### [EXERCISE]
Continue the Teen Jazz Radio interview with saxophonist Ryan Saranich from its final line.

### [EXCERPTED PASSAGE]
[Begin]

Hello everyone and welcome to the latest episode of Teen Jazz Radio. I want to thank you all for tuning in and taking time out of your day to check out this episode, we sincerely appreciate your support.
Today, I'd like to do something a little bit different.
Instead of featuring music as part of this episode, I've invited a special guest on to answer one of our reader's questions about what it takes to be a touring and/or studio musician.
And so, today I'm pleased to bring on a guest that will not only be able to answer those questions, but honor us here at Teen Jazz with the opportunity re-introduce an artist that we first featured back in 2007 when he was just 19 years old.
Our guest, Ryan Saranich is a saxophone player based in North Carolina and when we first interviewed Ryan he had just released his first solo album and was already touring and recording professionally.
One of the questions we asked him as part of our interview on Teen Jazz was "what do you plan on doing with music in the future" and Ryan's answer was "I plan to continue playing professionally and continue touring. Hopefully after I study more, I'll be able to land some larger jobs." And once we start the interview you'll see that Ryan not only achieved but exceeded those goals he set several years ago.
Ryan: How are you doing?
Good, thanks! Thank you for being on the show with us.
Ryan: Thanks for having me.
So, why don't you tell us a little bit about yourself and how you got started?
Ryan: Well, like you said, my name is Ryan Saranich. I'm based out of Charlotte, North Carolina and out of Boston. And I've grown up as a multi-instrumentalist, primarily as a saxophonist, but also as a bassist, a drummer and a keyboardist. I got started, it was kind of a joke, a gift from my uncle, and a set of drums came to my house for my fifth birthday and I think that everybody thought that I wouldn't take it seriously and after enrolling in lessons and continuing on, music became a really serious thing. And being from a family that's very deeply rooted in music, it was never forced upon me, but it was an obvious choice for me to do. And it was something I enjoyed without anyone ever having to force it on me.
How did you get into touring and recording? How did you decide that was the path that you wanted to go down?
Ryan: It started when I got into high school. I got accepted into a performing arts high school in Charlotte, North Carolina, North West School of the Arts. And upon getting in there I started noticing that all the guys that had become my friends, the people that I was around and playing with all the time were constantly on the road and were playing, and it was inspiring for me because at that moment I knew that I wanted to do music but I didn't quite see all the opportunities that were in front of me. And at 14 years old, some of the people that were at my high school had already played with The Gap Band and with Angie Stone, and a lot of really great names in music. And it was inspiring for me to be around them and to see everything that they were doing because now I realized that those things were within my reach.
So what were some of the things that you did at that stage and early on that you feel set you up to get into touring and recording?
Ryan: For me, at that age, it was all about networking. And I focused on the projects that were on hand at school because at the current time they offered a number of ensembles and the great thing about it was that my band director at the time realized that I was really interested in playing a lot of different instruments and he gave me the opportunity to join a number of ensembles playing all the different things. So I was getting music education from a lot of different sides. They were bringing in private instructors to help us with this, that and the other thing. And in high school, we were actually on tour a good bit, you know, being that it's a performing arts high school. We were asked to play a lot and it was nice being able to get in front of different crowds of people and learn how to be an entertainer and just learn how to play music together with other people which is, you know, that can be a really hard thing.

[End]

### [Lines of data]
[Begin]

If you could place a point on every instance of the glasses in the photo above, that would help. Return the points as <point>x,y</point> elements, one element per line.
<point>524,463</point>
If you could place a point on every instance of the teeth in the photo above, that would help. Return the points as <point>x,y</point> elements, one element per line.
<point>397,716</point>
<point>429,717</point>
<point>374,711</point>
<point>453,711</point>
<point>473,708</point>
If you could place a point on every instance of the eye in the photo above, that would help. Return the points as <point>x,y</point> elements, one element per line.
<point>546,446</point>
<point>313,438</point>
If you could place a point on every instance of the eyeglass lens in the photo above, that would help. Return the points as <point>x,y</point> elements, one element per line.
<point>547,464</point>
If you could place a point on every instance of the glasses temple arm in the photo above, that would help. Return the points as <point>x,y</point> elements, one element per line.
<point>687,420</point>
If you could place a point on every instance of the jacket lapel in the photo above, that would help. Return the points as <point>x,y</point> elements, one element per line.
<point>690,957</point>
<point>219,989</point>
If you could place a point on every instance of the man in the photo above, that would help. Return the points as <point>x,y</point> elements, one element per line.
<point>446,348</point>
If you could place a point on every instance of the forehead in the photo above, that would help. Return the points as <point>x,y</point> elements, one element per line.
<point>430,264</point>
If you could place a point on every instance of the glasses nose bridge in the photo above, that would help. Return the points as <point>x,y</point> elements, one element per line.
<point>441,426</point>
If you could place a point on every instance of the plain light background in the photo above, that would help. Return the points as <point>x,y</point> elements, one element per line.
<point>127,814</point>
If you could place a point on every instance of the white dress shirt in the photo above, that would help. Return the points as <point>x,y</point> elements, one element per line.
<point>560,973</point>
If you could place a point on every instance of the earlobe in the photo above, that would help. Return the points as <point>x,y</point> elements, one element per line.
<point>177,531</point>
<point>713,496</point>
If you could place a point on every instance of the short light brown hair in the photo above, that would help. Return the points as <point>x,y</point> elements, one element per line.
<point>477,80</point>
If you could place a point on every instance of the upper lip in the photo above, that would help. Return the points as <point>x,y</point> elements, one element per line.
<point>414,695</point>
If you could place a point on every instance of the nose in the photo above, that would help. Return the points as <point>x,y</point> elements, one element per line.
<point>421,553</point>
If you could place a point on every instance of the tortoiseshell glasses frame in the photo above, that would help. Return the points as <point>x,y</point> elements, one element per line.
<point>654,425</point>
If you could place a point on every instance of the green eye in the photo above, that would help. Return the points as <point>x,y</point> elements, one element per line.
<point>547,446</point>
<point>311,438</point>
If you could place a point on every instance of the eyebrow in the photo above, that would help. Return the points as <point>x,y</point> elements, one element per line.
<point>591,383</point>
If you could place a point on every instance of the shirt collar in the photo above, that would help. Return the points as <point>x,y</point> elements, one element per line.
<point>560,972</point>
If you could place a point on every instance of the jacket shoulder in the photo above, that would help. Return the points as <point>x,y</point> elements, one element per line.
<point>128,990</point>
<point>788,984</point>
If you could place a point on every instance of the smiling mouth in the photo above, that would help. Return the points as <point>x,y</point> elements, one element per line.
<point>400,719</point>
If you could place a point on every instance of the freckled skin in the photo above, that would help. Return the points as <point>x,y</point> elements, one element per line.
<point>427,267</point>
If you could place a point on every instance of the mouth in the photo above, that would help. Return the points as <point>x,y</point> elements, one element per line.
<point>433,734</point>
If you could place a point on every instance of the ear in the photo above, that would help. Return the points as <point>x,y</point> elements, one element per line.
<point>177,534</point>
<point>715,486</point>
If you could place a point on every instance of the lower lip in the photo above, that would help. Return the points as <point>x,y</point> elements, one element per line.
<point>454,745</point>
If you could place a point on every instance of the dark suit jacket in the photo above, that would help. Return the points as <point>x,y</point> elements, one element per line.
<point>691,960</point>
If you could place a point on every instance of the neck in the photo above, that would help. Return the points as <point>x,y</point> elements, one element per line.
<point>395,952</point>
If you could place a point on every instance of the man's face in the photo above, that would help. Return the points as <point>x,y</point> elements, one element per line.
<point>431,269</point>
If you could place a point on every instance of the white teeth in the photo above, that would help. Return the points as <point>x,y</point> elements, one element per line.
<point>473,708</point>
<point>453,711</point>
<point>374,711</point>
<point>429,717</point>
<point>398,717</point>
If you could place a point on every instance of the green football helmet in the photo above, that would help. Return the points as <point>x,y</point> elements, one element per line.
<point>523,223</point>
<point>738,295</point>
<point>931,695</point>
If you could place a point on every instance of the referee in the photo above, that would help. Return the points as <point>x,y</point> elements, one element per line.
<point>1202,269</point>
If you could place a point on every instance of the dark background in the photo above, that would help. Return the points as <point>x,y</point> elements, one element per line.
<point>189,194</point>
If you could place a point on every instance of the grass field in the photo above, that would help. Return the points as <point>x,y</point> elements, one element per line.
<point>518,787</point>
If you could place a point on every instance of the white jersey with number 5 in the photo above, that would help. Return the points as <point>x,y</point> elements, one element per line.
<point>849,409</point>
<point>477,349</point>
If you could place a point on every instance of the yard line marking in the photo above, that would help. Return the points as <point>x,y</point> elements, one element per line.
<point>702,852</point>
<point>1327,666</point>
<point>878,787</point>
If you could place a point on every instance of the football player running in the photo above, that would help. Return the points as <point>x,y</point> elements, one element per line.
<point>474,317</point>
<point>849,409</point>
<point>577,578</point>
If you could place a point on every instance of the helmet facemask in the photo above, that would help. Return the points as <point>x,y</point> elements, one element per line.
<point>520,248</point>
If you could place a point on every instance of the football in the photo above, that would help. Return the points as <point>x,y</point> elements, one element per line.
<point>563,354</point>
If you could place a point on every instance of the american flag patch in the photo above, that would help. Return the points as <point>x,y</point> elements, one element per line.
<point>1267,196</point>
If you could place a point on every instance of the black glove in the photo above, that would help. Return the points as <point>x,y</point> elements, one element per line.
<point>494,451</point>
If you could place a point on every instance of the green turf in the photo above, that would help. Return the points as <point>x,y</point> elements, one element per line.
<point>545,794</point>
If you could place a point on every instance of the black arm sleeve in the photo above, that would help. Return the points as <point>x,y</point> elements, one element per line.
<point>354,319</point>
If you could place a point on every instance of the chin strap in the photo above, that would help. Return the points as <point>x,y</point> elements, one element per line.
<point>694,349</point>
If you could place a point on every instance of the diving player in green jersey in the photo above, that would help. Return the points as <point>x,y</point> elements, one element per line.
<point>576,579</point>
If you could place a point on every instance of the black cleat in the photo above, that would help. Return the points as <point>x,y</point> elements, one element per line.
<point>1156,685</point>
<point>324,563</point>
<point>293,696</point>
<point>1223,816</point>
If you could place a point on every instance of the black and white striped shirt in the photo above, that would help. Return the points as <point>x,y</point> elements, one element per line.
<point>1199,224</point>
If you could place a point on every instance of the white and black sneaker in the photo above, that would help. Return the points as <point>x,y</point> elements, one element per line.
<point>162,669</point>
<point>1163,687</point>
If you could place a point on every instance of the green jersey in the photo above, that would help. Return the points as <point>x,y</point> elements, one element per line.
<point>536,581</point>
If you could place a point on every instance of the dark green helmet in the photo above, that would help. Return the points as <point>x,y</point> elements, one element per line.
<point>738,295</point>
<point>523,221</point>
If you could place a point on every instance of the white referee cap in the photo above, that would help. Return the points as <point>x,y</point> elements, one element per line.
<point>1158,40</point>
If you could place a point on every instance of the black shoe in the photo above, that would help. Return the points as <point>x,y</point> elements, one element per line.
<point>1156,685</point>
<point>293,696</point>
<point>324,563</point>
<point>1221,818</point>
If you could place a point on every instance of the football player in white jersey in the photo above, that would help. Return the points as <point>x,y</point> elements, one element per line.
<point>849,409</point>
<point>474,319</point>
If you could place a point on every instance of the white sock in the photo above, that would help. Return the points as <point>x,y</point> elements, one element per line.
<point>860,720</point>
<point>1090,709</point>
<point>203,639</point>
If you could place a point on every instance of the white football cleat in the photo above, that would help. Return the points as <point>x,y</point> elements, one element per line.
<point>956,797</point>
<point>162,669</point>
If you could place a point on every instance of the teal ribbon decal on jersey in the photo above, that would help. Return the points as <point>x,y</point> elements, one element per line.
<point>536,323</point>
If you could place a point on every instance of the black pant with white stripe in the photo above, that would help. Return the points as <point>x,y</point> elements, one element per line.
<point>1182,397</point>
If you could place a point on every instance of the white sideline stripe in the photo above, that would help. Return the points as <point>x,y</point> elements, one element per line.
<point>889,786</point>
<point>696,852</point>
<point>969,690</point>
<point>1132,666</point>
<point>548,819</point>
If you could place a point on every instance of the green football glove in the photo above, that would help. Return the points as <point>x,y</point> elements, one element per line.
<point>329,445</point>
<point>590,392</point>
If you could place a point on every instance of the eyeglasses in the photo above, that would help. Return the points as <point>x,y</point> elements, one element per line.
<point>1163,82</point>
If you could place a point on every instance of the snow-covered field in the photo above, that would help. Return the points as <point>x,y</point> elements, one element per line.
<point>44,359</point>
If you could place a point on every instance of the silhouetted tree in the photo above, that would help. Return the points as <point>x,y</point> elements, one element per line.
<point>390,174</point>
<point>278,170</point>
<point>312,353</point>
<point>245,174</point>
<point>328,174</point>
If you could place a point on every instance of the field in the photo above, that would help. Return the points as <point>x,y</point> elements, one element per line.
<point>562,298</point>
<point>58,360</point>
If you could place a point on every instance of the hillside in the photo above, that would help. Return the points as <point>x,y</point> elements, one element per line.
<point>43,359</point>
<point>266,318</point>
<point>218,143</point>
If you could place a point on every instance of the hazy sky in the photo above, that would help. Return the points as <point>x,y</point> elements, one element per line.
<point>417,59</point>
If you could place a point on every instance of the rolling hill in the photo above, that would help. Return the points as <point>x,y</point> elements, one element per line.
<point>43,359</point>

[End]

### [FINAL RESULT]
Yeah that's true. So what skills do you think you developed that are both musical and non-musical that you think are really important for what you're doing?
Ryan: On the musical side, I worked really hard on my reading and I worked really hard on, you know, I was really about feeling the music. Because when you have a piece of paper in front of you, it has everything, it's a roadmap for what you should be playing onstage and you get outside of that when you get what you have in front of you and it's internalized. As you get outside of that sheet music, that's when music starts to happen. So my interaction with the people that were around me, that was a huge part of me growing up and trying to become that kind of music. Because you look at any of the guys that are playing professionally, Eric Marienthal, Kirk Whalum, any of those guys, they're huge musicians in part because of the way they feel music and because of the way they make other people feel music the way that they do.
Non-musically, it was all learning the business and the networking and this, that and the other thing. That was huge for me and those were skills that I needed. And it reminds me a lot of something Victor Wooten said a few years ago, and he said something about that he spent 90% of his day on the business side of the music industry rather than practicing because that means as much to moving forward, to being progressive as being talented and practicing hard.
Now the business side, was that something that you were learning in school as well, or was that something that you kind of had to learn on your own?
Ryan: I kind of had to learn it on my own. I had a lot of help from, especially my family, because some of them were music business people at the time and just in that age range I was starting to get a lot and I was around people who were heavily influential in the business who were kind of exposing me to what I was up against coming up.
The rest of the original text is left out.